### Exercise objective
Each record should appear again in the response exactly as it does in the original.

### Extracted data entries
○ ○ ○ ○ ○
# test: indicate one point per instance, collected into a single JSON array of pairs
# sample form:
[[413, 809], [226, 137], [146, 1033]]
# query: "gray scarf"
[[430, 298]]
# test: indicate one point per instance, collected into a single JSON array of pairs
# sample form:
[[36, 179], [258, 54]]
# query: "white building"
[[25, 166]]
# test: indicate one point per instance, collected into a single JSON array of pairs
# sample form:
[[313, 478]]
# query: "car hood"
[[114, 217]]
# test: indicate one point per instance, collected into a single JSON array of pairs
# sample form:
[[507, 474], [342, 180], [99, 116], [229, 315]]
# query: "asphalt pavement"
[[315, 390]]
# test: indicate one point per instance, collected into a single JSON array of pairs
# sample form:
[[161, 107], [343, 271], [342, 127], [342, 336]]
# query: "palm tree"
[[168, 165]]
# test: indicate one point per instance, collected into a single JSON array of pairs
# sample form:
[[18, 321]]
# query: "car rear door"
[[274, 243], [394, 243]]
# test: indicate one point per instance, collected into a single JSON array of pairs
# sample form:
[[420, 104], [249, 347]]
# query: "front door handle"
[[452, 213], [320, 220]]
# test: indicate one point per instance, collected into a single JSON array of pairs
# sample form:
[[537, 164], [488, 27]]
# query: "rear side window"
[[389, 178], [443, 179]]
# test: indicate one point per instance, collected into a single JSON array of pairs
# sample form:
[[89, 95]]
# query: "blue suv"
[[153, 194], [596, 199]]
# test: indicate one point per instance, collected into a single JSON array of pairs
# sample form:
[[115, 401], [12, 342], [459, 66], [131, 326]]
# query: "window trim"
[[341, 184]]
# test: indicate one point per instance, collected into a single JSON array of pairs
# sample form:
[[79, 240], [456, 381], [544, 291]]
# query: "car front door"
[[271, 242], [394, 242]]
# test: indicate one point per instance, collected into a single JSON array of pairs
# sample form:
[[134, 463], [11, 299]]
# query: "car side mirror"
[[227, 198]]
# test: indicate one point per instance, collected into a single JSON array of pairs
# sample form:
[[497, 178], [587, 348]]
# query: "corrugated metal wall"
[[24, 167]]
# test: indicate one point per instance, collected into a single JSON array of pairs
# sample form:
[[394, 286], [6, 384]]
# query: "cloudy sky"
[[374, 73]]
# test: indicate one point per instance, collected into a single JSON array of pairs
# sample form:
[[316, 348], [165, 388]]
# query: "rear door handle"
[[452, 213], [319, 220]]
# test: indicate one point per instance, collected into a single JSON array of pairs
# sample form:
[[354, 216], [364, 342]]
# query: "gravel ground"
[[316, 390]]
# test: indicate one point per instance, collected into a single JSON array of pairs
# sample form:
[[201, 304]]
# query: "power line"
○ ○ ○ ○ ○
### Finished exercise
# test: indicate one point per instance, collected into a single JSON array of pairs
# sample form:
[[413, 809], [226, 137], [146, 1033]]
# query: "gray scarf"
[[430, 298]]
# test: indicate one point per instance, collected into a single JSON array of pairs
# sample form:
[[36, 179], [258, 54]]
# query: "white building"
[[25, 166]]
# test: indicate one point per instance, collected into a single JSON array of pairs
# sample form:
[[313, 478]]
# query: "car hood"
[[114, 217]]
# test: indicate one point per instance, collected into a single JSON array of pairs
# sample form:
[[507, 474], [342, 180], [99, 116], [229, 315]]
# query: "asphalt pavement"
[[315, 390]]
# test: indicate one point per instance, collected into a single JSON array of pairs
# sample form:
[[161, 107], [343, 271], [342, 127], [342, 336]]
# query: "palm tree"
[[168, 165]]
# test: indicate one point per instance, collected into a single JSON array of pairs
# sample form:
[[18, 321]]
# query: "car rear door"
[[274, 243], [394, 243]]
# test: indicate one point per instance, collected into a single JSON array of pairs
# sample form:
[[420, 104], [249, 347]]
# query: "front door handle"
[[452, 213], [320, 220]]
# test: indicate one point per instance, collected into a single JSON array of pairs
# sample form:
[[537, 164], [488, 27]]
# query: "rear side window"
[[389, 178], [443, 179]]
# test: indicate one point per instance, collected into a single JSON array of pairs
# sample form:
[[89, 95]]
# query: "blue suv"
[[153, 194], [596, 199]]
# test: indicate one point per instance, collected into a single JSON array of pairs
# sample form:
[[115, 401], [12, 342], [459, 66], [131, 326]]
# query: "window trim"
[[341, 184]]
# test: indicate one point per instance, collected into a single JSON array of pairs
# sample form:
[[79, 240], [456, 381], [544, 291]]
# query: "car front door"
[[271, 242], [394, 242]]
# test: indicate one point per instance, collected into a single JSON array of pairs
# sample form:
[[134, 463], [11, 299]]
# query: "car side mirror"
[[227, 198]]
# test: indicate one point per instance, collected into a single JSON array of pairs
# sample form:
[[497, 178], [587, 348]]
# query: "corrugated metal wall"
[[24, 167]]
# test: indicate one point per instance, collected into a single JSON array of pairs
# sample form:
[[394, 286], [6, 384]]
# query: "cloudy sky"
[[374, 73]]
# test: indicate one point per instance, collected into a single JSON array of pairs
# sample form:
[[316, 348], [165, 388]]
# query: "rear door handle"
[[452, 213], [319, 220]]
# test: indicate one point per instance, collected into a single JSON array of pairs
# sample form:
[[354, 216], [364, 342]]
# query: "gravel ground"
[[316, 390]]
# test: indicate one point per instance, collected into a single JSON array of pairs
# sample form:
[[201, 304]]
# query: "power line"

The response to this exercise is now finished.